• _To be done_: Write out exactly, with no other output, the lines below from the one that contains "Camera-trap tally: mark every instance of the raised" through the end.

• _Data supplied_:

==================================================

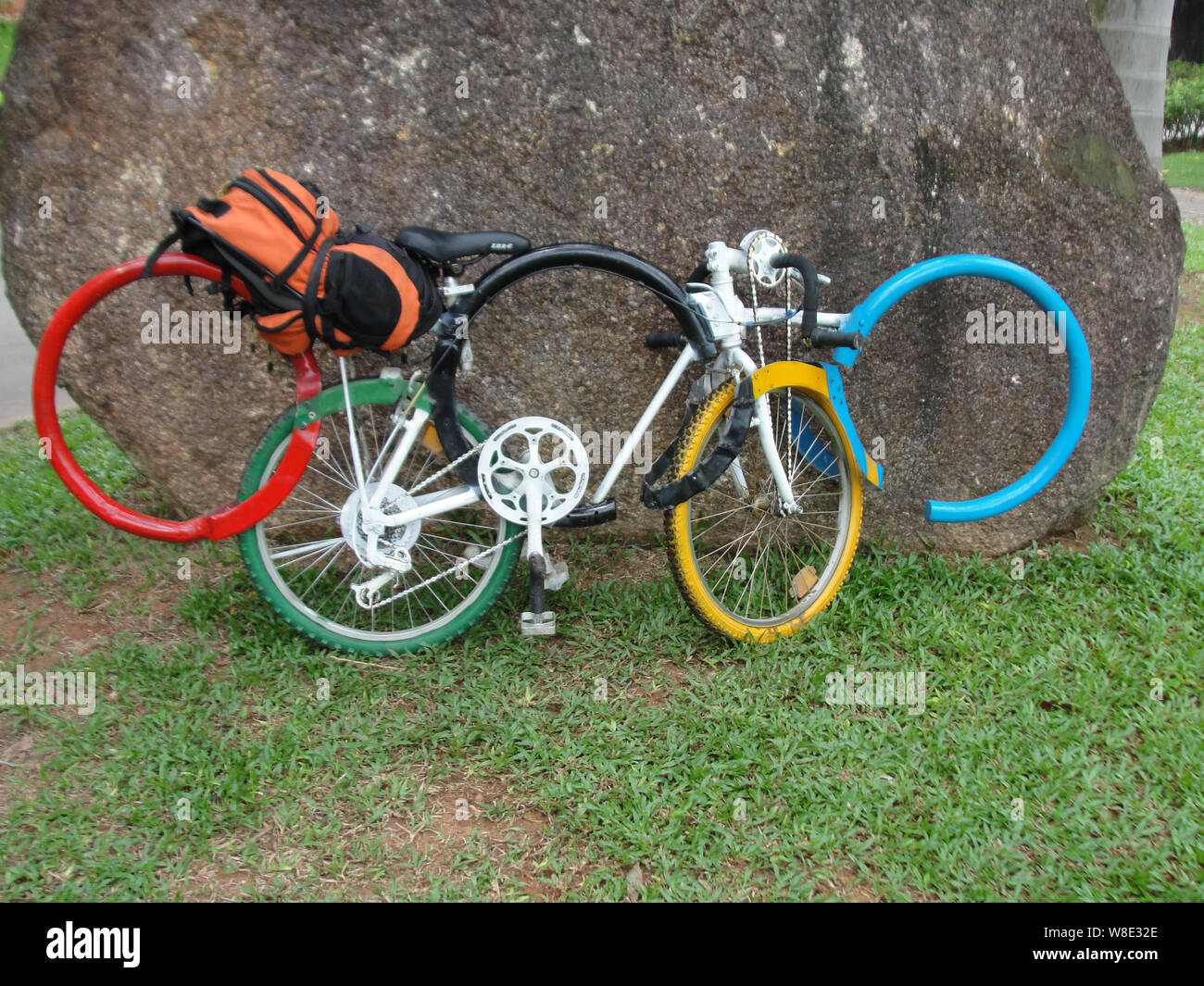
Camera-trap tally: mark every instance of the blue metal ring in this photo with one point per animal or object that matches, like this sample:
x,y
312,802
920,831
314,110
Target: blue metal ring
x,y
863,318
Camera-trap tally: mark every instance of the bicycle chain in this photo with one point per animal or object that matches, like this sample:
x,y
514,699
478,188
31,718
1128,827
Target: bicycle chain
x,y
448,468
434,578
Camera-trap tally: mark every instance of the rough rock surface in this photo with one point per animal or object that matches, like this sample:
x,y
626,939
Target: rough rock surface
x,y
870,136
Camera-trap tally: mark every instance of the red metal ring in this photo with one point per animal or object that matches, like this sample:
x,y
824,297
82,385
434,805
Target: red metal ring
x,y
224,523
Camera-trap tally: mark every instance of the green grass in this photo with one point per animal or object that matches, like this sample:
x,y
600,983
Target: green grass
x,y
1058,756
7,34
1184,168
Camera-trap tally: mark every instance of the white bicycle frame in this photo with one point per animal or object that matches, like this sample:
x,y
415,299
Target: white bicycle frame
x,y
727,317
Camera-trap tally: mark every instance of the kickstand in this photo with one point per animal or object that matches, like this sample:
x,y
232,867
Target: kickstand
x,y
537,621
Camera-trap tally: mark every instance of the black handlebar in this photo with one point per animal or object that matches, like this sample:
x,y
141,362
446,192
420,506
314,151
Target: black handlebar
x,y
830,337
810,287
666,341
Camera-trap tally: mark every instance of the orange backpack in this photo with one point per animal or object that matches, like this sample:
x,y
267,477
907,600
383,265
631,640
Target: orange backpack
x,y
306,279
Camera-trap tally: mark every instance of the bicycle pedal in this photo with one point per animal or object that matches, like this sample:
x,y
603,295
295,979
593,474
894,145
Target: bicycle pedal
x,y
545,625
557,577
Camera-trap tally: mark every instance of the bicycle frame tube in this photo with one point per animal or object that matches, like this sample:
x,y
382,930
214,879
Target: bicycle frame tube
x,y
449,342
637,433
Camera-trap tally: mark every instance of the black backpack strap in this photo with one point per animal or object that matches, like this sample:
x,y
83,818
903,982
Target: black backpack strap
x,y
171,237
701,477
309,303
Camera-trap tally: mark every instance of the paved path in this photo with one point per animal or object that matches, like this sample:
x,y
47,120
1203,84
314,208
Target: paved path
x,y
1191,204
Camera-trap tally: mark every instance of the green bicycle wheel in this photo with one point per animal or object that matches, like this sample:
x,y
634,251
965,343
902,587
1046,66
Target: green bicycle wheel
x,y
306,557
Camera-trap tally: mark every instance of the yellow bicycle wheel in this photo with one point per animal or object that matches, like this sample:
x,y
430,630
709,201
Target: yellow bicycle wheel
x,y
747,565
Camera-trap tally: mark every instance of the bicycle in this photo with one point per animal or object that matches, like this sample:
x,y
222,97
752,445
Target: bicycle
x,y
409,524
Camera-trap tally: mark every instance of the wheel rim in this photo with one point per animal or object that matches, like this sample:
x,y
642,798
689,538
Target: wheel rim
x,y
313,568
749,555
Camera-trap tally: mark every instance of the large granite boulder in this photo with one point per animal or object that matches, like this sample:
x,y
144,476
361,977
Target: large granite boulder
x,y
870,136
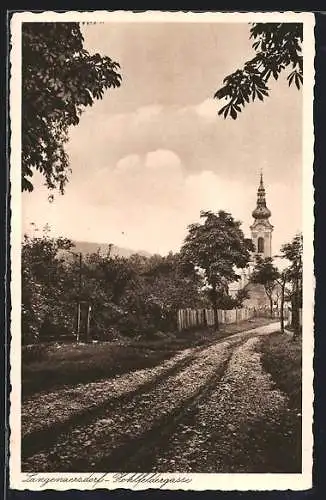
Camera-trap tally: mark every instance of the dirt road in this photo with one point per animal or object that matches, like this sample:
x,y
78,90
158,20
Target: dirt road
x,y
208,409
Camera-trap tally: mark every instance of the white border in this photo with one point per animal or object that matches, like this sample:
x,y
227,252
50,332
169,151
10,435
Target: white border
x,y
241,482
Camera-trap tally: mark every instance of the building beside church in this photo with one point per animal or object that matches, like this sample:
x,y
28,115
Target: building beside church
x,y
261,236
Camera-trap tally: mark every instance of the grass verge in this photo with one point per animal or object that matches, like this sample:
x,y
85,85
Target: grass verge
x,y
56,366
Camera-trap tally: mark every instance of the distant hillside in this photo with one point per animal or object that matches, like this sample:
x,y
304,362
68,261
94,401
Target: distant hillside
x,y
86,247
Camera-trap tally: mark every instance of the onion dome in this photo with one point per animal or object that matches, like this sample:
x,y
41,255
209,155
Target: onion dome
x,y
261,211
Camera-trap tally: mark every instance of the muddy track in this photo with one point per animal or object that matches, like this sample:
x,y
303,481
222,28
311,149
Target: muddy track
x,y
41,440
138,454
132,452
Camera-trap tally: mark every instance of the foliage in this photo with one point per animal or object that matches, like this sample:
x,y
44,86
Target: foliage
x,y
59,80
43,280
266,274
277,47
293,252
217,247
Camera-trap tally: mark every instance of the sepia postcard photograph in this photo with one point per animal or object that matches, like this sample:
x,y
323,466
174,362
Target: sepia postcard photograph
x,y
162,283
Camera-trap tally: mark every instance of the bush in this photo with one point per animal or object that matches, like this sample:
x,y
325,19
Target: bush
x,y
34,352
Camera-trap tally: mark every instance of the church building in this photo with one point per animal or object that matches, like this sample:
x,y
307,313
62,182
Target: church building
x,y
261,235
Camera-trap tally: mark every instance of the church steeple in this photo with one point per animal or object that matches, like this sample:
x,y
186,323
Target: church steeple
x,y
261,229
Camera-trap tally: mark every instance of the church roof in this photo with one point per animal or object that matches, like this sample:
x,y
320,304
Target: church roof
x,y
261,211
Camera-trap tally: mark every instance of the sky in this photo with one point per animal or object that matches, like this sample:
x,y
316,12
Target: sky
x,y
153,153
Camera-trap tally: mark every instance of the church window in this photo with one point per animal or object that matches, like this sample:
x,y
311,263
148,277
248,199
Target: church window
x,y
260,245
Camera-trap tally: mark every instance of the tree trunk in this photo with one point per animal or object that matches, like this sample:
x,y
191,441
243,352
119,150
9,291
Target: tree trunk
x,y
271,306
295,313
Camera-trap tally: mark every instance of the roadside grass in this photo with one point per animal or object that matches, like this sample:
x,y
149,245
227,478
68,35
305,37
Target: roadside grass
x,y
48,367
282,358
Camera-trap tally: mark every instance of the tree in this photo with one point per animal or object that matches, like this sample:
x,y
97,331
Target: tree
x,y
217,247
266,274
293,252
277,47
59,80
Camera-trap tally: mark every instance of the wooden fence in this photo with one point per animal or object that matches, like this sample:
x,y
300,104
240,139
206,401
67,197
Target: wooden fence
x,y
189,318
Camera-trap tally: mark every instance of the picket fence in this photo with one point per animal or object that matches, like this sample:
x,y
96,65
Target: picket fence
x,y
189,318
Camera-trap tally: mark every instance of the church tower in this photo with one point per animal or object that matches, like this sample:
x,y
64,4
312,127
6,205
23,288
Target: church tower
x,y
261,229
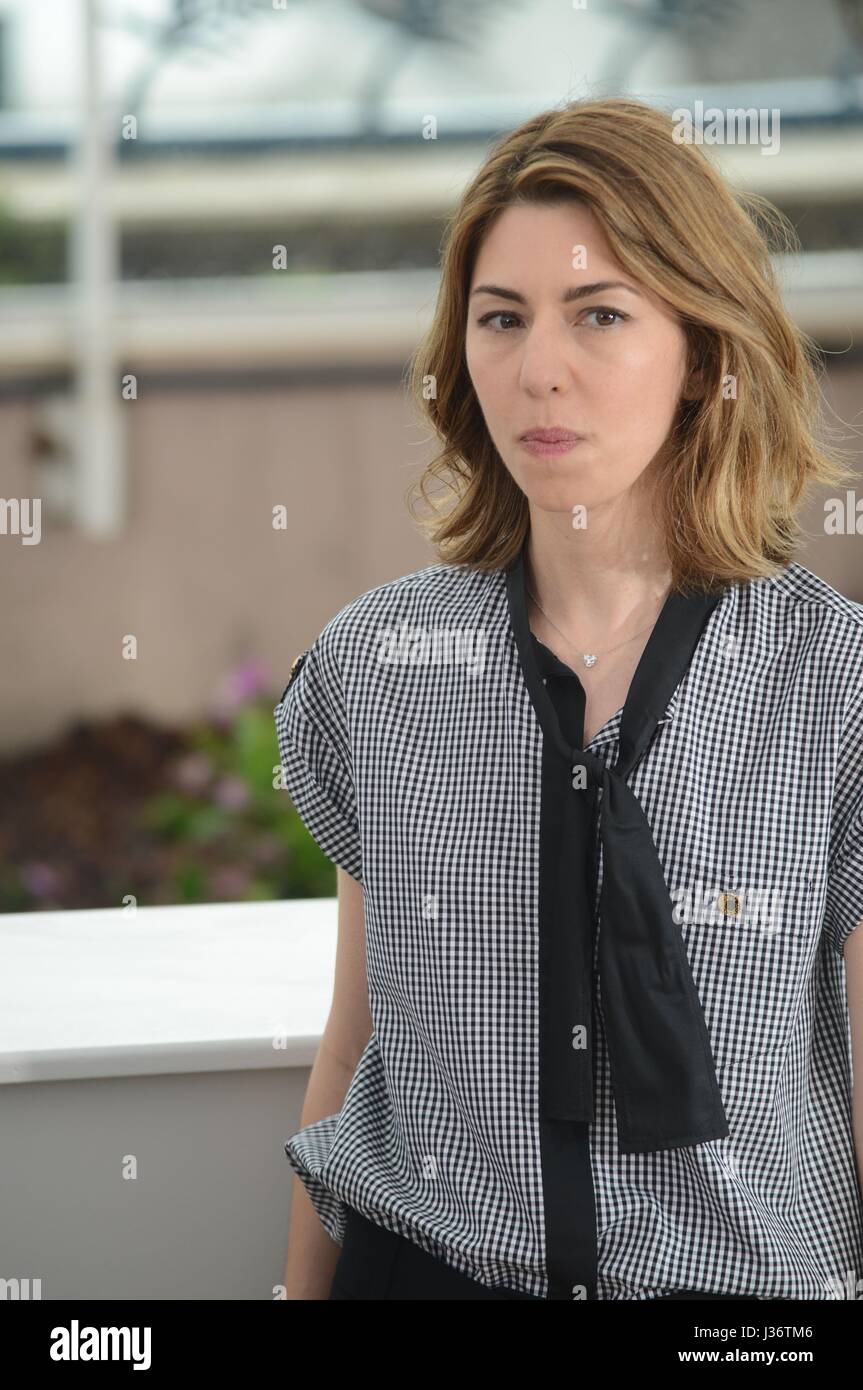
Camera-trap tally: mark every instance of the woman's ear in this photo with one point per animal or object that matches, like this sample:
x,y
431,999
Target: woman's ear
x,y
694,385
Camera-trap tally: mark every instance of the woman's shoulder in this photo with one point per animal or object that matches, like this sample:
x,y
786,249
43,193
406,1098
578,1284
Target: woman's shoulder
x,y
795,588
438,595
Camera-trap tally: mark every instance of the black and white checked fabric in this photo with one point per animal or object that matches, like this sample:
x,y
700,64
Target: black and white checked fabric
x,y
412,751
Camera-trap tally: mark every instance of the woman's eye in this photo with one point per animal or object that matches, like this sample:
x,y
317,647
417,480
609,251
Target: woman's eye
x,y
606,313
498,313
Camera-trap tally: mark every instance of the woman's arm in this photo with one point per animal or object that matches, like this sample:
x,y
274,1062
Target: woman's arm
x,y
853,979
311,1254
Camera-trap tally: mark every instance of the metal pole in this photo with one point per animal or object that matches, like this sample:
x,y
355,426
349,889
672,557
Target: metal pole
x,y
99,492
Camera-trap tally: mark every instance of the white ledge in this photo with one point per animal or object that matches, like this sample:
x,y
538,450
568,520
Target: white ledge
x,y
210,987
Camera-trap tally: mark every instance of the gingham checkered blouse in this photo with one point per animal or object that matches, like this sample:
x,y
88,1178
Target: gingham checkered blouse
x,y
413,752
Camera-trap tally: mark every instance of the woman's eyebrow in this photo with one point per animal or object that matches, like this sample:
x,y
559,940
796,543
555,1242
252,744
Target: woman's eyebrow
x,y
573,292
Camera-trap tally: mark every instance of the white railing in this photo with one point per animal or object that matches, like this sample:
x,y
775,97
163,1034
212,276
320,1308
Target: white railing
x,y
152,1065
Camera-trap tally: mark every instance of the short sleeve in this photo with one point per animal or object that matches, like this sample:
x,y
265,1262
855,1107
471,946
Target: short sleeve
x,y
844,908
316,756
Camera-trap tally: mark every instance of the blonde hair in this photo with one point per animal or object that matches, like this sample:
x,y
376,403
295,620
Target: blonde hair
x,y
730,480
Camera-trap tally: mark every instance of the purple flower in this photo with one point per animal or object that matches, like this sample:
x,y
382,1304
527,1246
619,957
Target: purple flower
x,y
242,685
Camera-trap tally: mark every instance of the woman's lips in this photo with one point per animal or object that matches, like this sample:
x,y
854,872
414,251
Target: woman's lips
x,y
542,448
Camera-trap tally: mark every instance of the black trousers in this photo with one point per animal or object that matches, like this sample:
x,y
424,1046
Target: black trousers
x,y
380,1264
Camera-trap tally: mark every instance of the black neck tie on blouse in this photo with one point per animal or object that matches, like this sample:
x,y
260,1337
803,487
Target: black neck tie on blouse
x,y
666,1093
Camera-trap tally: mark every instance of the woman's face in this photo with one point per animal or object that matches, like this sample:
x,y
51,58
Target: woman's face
x,y
546,348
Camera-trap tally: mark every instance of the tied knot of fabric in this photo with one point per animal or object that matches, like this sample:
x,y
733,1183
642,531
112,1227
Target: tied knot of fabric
x,y
641,984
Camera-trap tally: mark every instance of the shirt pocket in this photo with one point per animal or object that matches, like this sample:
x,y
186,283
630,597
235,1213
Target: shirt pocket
x,y
751,951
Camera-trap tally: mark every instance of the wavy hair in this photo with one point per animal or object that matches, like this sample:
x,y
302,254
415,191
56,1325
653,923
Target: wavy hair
x,y
731,476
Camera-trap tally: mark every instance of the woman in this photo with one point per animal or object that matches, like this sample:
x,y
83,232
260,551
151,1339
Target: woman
x,y
594,780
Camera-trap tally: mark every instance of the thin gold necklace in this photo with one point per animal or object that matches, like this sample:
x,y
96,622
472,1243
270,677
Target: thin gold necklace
x,y
588,658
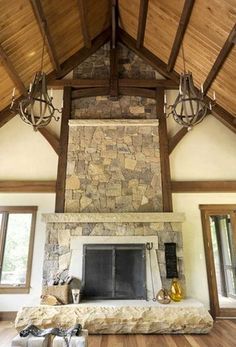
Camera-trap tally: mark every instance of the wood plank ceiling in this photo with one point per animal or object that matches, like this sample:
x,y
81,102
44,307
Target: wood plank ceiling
x,y
71,26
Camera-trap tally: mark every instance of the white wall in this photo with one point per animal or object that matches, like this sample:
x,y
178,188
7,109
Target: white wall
x,y
26,155
45,203
208,152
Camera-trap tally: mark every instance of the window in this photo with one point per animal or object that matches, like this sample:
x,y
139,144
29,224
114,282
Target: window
x,y
219,233
17,226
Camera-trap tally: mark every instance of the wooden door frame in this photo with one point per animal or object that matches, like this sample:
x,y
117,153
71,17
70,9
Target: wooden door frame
x,y
206,212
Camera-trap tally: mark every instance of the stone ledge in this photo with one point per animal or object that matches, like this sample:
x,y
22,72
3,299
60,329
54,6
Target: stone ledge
x,y
149,217
187,317
113,122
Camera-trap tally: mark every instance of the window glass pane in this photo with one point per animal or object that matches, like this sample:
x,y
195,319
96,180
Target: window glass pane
x,y
16,249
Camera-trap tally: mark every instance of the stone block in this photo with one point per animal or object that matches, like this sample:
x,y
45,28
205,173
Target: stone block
x,y
64,261
84,202
130,164
64,238
20,341
113,189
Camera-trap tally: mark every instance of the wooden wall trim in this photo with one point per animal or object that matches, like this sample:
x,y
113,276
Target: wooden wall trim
x,y
15,186
62,161
83,12
52,140
164,153
203,186
143,9
8,315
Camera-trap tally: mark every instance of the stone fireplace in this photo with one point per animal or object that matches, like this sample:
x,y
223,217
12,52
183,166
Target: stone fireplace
x,y
113,197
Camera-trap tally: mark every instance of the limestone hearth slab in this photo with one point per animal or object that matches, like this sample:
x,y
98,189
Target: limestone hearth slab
x,y
132,217
122,317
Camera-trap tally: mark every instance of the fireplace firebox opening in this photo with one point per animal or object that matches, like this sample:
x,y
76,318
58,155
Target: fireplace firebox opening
x,y
114,271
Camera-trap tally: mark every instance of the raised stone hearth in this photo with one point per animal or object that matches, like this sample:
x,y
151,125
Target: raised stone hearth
x,y
122,317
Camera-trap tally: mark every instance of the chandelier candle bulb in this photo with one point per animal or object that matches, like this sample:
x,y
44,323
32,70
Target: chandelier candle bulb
x,y
165,98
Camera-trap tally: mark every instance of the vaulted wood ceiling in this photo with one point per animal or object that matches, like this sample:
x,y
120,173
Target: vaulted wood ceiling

==================================================

• _Task answer_:
Camera-trap tally: mark every instance of the raised stone hearth in this photo with one point per animal or object that matches, like this sample:
x,y
151,125
Target: raised stone hearth
x,y
122,317
Camera-trap tally: mark every instance of the chandelier candle bulb in this photo with one point per animal or object that matches, like this sample:
x,y
44,323
32,70
Target: chandelier candle bulb
x,y
165,98
Camera-trap tally: mark every instance of the vaulted wood ceiling in this photo with one point per animal or object that matches, like this sample:
x,y
120,173
Target: vaulted wood ceiling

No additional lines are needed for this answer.